Count up the lines below in which the string "cloud" appears. The reply should be that number alone.

### Given records
_ _ _ _ _

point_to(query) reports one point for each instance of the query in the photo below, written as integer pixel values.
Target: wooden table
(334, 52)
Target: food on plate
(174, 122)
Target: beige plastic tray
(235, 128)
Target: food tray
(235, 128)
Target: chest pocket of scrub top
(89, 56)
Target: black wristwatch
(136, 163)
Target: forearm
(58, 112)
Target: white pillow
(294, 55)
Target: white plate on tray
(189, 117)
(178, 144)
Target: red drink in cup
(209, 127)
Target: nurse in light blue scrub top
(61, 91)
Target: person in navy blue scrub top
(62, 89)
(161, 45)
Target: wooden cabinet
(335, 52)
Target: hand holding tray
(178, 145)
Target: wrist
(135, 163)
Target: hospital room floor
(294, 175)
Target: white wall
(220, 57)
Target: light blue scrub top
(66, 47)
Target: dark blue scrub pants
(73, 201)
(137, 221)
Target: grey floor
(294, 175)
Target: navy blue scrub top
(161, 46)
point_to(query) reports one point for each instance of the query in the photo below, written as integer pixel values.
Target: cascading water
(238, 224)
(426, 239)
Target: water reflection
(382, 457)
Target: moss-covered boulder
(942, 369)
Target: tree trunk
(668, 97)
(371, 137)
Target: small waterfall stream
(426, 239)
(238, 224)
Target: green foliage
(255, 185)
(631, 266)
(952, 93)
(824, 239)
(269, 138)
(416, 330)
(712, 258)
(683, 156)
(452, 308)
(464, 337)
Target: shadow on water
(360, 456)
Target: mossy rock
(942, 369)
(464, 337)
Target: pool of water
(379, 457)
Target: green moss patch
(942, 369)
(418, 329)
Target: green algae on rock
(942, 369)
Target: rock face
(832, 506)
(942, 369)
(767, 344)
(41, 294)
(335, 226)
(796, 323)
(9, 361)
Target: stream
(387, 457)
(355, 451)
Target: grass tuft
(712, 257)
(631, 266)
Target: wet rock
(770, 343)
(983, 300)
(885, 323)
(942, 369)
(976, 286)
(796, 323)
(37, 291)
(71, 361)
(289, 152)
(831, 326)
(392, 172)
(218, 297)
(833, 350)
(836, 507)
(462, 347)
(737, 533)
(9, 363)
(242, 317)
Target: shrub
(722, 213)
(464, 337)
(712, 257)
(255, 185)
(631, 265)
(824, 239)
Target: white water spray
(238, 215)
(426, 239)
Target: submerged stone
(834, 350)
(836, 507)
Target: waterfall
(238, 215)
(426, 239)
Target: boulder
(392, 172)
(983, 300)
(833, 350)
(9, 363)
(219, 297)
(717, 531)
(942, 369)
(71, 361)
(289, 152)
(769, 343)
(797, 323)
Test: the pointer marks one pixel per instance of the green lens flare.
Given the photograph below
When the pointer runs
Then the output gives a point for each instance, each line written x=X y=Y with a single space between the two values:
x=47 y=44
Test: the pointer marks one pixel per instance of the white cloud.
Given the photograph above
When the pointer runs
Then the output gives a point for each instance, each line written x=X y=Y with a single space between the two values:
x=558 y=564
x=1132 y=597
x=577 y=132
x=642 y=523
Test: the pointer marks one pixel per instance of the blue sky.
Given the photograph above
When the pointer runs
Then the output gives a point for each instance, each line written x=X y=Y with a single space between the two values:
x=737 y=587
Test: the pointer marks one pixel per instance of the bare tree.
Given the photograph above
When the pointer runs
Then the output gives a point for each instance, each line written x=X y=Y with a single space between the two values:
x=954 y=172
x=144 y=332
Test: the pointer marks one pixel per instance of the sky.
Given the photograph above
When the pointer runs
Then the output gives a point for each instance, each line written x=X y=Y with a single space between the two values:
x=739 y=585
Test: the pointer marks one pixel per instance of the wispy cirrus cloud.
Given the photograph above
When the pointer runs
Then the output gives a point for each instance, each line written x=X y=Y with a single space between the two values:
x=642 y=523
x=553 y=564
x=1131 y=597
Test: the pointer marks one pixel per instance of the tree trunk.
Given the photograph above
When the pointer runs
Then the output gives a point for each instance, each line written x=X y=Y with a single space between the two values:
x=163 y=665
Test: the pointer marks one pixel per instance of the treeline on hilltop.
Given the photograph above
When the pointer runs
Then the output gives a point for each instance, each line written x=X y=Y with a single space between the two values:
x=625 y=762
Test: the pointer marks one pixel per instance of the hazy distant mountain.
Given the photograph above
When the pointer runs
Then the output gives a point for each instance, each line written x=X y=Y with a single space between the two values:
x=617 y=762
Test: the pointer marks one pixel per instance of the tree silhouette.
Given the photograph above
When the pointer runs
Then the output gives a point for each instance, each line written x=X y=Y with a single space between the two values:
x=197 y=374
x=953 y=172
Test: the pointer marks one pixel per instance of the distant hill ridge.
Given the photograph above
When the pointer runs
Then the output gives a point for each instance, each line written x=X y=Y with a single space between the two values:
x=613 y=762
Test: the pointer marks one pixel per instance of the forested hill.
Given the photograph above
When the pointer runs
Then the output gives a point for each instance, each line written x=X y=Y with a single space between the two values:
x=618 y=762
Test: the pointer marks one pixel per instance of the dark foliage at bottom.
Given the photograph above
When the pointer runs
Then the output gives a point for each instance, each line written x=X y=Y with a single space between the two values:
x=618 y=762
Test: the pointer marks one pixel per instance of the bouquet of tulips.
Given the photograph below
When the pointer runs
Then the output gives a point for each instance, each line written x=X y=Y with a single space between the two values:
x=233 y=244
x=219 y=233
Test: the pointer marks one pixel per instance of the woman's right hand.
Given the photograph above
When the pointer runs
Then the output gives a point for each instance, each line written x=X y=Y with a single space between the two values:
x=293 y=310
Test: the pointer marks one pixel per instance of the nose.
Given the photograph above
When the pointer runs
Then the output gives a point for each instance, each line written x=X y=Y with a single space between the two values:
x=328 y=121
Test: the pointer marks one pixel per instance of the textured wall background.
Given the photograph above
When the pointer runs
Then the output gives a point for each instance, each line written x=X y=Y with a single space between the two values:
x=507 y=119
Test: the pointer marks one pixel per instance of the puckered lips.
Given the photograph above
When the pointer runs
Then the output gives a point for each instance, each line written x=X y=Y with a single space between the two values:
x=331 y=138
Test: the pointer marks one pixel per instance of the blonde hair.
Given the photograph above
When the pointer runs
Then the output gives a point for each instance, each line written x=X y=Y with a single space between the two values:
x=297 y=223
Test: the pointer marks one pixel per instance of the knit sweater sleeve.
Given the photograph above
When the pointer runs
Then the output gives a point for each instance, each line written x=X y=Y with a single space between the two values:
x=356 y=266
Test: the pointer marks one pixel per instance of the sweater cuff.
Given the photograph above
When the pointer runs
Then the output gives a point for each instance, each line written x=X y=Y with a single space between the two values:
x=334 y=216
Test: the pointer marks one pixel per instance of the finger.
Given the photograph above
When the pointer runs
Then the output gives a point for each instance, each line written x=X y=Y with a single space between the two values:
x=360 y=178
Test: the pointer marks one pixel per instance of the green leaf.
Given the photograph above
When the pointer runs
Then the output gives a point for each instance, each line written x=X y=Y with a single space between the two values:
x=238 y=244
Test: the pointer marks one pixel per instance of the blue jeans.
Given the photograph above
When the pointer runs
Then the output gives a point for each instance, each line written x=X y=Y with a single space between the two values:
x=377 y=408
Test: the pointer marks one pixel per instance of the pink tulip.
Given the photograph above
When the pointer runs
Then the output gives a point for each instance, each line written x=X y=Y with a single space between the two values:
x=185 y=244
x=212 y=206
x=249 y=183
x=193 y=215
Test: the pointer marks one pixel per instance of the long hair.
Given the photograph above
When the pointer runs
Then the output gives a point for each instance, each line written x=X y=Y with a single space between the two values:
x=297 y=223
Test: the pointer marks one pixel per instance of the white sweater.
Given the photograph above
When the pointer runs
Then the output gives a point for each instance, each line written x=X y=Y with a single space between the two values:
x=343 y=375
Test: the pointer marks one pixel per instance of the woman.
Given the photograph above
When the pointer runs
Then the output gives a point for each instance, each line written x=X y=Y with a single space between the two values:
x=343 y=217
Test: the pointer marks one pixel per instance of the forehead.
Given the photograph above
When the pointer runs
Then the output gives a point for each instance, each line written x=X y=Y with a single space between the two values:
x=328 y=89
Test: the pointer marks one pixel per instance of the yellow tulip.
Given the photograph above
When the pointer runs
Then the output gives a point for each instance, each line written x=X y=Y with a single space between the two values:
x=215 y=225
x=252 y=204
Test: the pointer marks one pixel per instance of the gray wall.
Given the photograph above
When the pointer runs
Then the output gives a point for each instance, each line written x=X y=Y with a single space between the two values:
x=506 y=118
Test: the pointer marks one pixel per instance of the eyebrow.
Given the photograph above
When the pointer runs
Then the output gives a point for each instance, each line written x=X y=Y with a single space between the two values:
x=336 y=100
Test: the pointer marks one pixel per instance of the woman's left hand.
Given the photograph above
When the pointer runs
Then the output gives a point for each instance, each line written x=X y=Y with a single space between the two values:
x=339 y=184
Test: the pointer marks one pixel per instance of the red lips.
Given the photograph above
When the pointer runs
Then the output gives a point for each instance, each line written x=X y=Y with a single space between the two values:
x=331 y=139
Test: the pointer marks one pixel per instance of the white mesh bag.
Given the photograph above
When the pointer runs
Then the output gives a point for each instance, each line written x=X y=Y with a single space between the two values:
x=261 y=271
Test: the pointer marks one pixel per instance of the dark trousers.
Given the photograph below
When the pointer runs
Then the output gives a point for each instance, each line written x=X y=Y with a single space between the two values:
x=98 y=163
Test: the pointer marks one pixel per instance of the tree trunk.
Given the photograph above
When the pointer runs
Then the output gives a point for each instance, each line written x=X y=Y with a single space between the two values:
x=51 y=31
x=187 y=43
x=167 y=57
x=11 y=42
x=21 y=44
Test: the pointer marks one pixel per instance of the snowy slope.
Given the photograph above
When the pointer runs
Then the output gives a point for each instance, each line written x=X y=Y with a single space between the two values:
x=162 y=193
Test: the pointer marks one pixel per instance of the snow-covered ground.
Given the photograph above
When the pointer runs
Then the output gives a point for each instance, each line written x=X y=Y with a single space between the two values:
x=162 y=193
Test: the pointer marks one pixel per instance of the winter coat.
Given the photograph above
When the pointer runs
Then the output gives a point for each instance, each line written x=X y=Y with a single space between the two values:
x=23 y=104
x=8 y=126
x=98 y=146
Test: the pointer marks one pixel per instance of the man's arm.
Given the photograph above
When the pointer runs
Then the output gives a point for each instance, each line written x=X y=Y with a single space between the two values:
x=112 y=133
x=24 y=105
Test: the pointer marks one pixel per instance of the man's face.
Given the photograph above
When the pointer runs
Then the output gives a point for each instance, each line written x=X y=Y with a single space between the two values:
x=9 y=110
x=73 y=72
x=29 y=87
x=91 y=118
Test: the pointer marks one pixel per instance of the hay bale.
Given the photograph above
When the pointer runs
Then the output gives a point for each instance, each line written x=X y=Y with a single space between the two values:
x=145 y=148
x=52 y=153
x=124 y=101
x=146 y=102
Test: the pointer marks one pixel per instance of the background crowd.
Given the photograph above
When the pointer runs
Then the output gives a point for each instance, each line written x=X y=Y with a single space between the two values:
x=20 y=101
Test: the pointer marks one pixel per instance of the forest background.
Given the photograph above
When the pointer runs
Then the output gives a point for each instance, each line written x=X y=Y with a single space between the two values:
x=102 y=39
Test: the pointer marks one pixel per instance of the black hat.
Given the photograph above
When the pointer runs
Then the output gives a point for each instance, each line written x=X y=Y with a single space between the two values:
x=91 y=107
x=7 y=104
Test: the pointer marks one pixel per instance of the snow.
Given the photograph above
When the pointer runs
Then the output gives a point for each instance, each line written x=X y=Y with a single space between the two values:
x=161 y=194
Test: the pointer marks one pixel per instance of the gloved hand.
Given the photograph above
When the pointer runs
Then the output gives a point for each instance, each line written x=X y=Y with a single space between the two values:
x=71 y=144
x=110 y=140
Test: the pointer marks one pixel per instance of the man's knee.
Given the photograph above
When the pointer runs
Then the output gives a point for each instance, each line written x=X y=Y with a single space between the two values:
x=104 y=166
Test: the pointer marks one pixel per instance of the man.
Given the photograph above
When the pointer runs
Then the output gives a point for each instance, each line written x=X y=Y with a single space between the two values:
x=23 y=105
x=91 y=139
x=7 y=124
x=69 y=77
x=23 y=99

_ _ _ _ _

### Exercise result
2